• Excerpts of pointing data:
◇ ◇ ◇ ◇ ◇
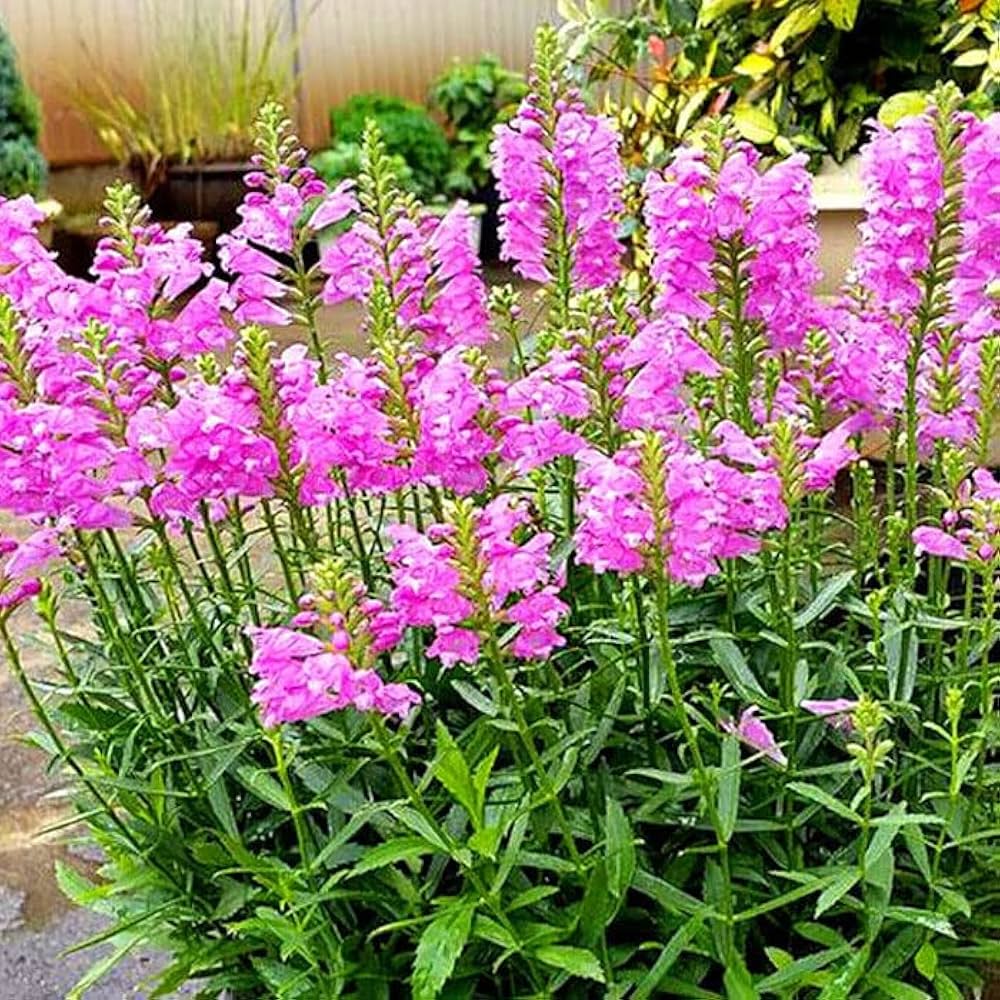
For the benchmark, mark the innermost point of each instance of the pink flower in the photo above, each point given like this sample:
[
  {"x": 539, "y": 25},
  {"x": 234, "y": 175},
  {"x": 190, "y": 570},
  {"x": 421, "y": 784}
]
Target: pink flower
[
  {"x": 836, "y": 712},
  {"x": 426, "y": 580},
  {"x": 537, "y": 614},
  {"x": 301, "y": 676},
  {"x": 936, "y": 542},
  {"x": 454, "y": 645},
  {"x": 681, "y": 234},
  {"x": 335, "y": 207},
  {"x": 452, "y": 444},
  {"x": 902, "y": 173},
  {"x": 756, "y": 735},
  {"x": 584, "y": 155},
  {"x": 35, "y": 552},
  {"x": 457, "y": 311}
]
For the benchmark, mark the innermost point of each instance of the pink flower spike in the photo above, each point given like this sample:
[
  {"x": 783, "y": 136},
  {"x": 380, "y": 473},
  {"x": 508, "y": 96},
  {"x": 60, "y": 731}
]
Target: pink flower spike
[
  {"x": 836, "y": 712},
  {"x": 936, "y": 542},
  {"x": 755, "y": 734}
]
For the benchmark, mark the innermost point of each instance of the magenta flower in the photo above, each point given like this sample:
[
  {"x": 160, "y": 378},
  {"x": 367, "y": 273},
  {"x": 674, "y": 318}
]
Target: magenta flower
[
  {"x": 714, "y": 512},
  {"x": 583, "y": 154},
  {"x": 756, "y": 735},
  {"x": 902, "y": 173},
  {"x": 301, "y": 677},
  {"x": 836, "y": 712},
  {"x": 936, "y": 542}
]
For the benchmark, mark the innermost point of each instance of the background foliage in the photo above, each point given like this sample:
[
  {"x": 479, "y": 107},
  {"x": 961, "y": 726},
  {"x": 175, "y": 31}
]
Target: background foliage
[{"x": 22, "y": 168}]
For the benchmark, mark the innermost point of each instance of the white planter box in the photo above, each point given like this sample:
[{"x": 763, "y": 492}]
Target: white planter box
[{"x": 838, "y": 195}]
◇ ◇ ◇ ◇ ◇
• PROBLEM TO WORK ON: From the entries above, output every line exactly and omit any image.

• THE ANSWER:
For the benchmark, mark the innermost point of each instance of the pink flower in the photo above, each point given like this sample:
[
  {"x": 539, "y": 25},
  {"x": 234, "y": 175},
  {"x": 190, "y": 570},
  {"x": 421, "y": 784}
]
Target: pink flower
[
  {"x": 836, "y": 712},
  {"x": 426, "y": 580},
  {"x": 537, "y": 614},
  {"x": 301, "y": 676},
  {"x": 936, "y": 542},
  {"x": 454, "y": 645},
  {"x": 681, "y": 234},
  {"x": 335, "y": 207},
  {"x": 452, "y": 444},
  {"x": 902, "y": 173},
  {"x": 756, "y": 735},
  {"x": 584, "y": 155},
  {"x": 35, "y": 552},
  {"x": 457, "y": 311}
]
For the benchmark, mark the innermost point of each instance of the pink flower spike in the photo above, each point given like this sample:
[
  {"x": 783, "y": 136},
  {"x": 380, "y": 473},
  {"x": 508, "y": 96},
  {"x": 60, "y": 731}
]
Target: pink flower spike
[
  {"x": 836, "y": 712},
  {"x": 936, "y": 542},
  {"x": 755, "y": 734}
]
For the benchmark, mark the innermost point of each instance of the magenta flower in the photo above, each point given like this sample:
[
  {"x": 160, "y": 378},
  {"x": 367, "y": 273},
  {"x": 674, "y": 318}
]
Target: magenta flower
[
  {"x": 714, "y": 512},
  {"x": 583, "y": 154},
  {"x": 756, "y": 735},
  {"x": 902, "y": 173},
  {"x": 301, "y": 677},
  {"x": 836, "y": 712},
  {"x": 936, "y": 542}
]
For the benchmark, mark the innermost point of each instance of the background foliage in the photo above, each point given like this sample:
[
  {"x": 479, "y": 107},
  {"x": 961, "y": 726},
  {"x": 175, "y": 31}
]
Target: background foliage
[{"x": 22, "y": 168}]
For the benchmark, mark the innermost point of each instance of the white planter box in the photo above, each point given like this sample:
[{"x": 763, "y": 492}]
Target: white planter box
[{"x": 838, "y": 195}]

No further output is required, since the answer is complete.